An exact transcript is needed of the material below, beginning at the line that contains "Exercise. Point to every instance of the elk muzzle" and continuing through its last line; nothing else should appear.

★ ★ ★ ★

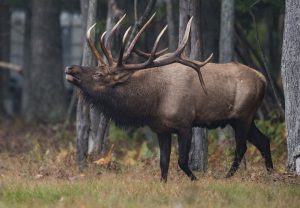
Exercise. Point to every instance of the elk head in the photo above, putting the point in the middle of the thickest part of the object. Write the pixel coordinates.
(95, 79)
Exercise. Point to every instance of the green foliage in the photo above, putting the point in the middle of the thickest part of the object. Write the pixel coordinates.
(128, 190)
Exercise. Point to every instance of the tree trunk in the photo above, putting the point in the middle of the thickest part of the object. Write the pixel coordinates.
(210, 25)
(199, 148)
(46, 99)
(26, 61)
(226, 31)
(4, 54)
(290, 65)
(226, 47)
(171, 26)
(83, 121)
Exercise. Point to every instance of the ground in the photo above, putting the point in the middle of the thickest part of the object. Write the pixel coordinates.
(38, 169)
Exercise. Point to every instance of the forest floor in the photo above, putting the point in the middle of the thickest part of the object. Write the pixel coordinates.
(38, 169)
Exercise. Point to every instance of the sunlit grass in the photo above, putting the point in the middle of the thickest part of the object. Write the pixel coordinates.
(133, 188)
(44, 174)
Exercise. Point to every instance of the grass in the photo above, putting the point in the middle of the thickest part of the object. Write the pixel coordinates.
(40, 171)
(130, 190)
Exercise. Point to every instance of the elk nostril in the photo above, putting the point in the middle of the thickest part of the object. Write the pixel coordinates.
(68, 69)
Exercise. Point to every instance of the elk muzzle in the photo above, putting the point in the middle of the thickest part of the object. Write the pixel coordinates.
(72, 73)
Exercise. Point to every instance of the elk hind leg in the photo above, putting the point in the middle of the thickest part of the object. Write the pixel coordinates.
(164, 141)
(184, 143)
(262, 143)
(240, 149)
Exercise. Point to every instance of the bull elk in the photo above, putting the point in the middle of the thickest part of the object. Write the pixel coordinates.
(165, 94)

★ ★ ★ ★

_The completed task_
Exercise. Point to every instance of the elk muzzle in the photo above, putting the point in the middle of the thickest part of the object. Write the pixel coordinates.
(72, 73)
Exercise. Point to every instance of the elk hind leg in the photo above, putting the point in the middle of the thickest part of the object. Write the pixel coordinates.
(164, 141)
(184, 143)
(262, 143)
(240, 149)
Exercise. Point to every instance of the bull elk in the photo above, putting the point in the middle of the thickest part of the object. Write the pixel coordinates.
(165, 94)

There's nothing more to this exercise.